> _WHAT NEEDS TO BE DONE_: Copy out the lines of the records below word for word. Begin at the line that contains "of the front" and continue through the final line of the records.

%%

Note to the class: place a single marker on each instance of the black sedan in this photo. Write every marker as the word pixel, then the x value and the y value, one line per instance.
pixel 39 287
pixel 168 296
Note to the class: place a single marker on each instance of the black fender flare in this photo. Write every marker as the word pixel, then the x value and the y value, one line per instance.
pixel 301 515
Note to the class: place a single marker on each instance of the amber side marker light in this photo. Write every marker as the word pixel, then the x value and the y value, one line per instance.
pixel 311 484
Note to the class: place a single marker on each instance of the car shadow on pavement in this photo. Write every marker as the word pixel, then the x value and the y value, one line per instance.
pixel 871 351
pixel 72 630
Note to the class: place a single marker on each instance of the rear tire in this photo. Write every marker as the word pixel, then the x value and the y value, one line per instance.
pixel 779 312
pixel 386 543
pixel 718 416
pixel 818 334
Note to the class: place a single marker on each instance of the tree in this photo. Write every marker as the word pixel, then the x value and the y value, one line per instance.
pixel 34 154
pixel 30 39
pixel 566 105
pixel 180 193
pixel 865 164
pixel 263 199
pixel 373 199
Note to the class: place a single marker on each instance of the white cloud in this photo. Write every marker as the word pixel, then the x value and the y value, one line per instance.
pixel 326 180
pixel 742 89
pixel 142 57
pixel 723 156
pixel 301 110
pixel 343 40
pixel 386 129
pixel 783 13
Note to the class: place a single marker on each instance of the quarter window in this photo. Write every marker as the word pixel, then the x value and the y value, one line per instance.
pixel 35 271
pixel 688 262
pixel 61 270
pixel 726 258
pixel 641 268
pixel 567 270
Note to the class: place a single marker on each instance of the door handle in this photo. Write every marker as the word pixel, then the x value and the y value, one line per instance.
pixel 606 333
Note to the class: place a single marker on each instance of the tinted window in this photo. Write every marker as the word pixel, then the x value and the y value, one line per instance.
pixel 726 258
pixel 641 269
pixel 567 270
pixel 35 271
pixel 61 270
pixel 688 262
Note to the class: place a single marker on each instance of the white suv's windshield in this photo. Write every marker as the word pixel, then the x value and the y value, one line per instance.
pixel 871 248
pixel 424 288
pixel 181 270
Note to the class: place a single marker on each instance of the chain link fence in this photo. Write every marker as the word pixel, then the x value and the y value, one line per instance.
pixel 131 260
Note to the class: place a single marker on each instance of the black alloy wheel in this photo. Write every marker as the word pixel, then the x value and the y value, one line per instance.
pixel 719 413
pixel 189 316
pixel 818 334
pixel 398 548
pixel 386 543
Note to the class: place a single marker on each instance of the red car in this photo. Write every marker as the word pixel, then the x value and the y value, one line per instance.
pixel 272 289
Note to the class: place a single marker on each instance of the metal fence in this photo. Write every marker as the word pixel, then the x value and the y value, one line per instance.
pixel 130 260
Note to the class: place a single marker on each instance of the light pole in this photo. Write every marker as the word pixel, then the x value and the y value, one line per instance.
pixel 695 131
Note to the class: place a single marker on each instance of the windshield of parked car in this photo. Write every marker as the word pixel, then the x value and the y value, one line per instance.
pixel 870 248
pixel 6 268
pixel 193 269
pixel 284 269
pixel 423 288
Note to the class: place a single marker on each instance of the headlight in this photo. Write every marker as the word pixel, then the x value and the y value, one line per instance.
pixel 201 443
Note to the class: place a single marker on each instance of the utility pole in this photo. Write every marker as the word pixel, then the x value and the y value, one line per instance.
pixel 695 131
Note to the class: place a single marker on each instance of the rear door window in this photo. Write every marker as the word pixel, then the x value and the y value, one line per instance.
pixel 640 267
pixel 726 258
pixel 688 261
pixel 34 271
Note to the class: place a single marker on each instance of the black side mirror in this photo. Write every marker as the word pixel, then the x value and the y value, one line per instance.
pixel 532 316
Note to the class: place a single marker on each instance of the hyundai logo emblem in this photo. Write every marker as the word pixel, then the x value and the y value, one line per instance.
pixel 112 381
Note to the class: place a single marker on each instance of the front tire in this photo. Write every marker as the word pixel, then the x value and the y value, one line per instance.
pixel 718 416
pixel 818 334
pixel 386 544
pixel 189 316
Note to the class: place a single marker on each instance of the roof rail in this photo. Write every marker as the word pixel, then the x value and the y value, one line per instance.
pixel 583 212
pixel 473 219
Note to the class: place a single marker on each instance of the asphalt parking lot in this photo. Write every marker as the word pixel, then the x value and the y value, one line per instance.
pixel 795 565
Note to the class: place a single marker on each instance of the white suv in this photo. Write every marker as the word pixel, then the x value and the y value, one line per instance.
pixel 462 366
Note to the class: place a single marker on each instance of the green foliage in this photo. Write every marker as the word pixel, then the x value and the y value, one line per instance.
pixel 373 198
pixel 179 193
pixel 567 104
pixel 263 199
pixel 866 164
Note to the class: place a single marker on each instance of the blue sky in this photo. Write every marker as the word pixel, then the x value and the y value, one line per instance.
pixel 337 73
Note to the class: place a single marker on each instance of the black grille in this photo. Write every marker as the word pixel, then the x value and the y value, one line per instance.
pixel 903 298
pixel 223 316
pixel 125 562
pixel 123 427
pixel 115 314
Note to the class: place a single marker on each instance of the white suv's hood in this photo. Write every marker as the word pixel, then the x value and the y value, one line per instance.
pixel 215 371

%%

> _THE SOLUTION_:
Note to the class: place a single marker on each instance of the front tire in this photo. Write every marker as the word pixel, then the x value and the y value, one line per instance.
pixel 718 416
pixel 818 334
pixel 386 544
pixel 189 316
Note to the class: place a single marker on each instance of the roof rail in this photo. Write every marker as the word pixel, then the x value and the y value, one line per instance.
pixel 583 212
pixel 473 219
Note to the class: place a single marker on each instance of the asphalt parking lot in this photo. Write every marker as the word pixel, then the x value and the y value, one line per instance.
pixel 795 565
Note to the class: place a single marker on each instance of the white suv in this photo. Write every marker as the word pixel, then the x value and the y value, one line per instance.
pixel 462 366
Note to the class: place a single marker on each instance of the green foliage in this photo. Write every marker as the word pixel, then the x value and the y value, one line per instance.
pixel 373 198
pixel 179 193
pixel 567 104
pixel 263 199
pixel 866 164
Note to the class: place a single marker on each instance of the blue sky in this photo. Write every marker as the word pixel, then the x value and the y value, one line per instance.
pixel 337 73
Note to the class: place a single marker on each instance of the black grille in this photo. Write every marker as the word pixel, then the x value and the y value, one line per instance.
pixel 903 298
pixel 223 316
pixel 125 562
pixel 123 427
pixel 115 314
Note to the class: place a single marker on each instance of the white suv's hood in this photo. Write every marker as the word pixel, then the x value and the y value, one line per instance.
pixel 215 371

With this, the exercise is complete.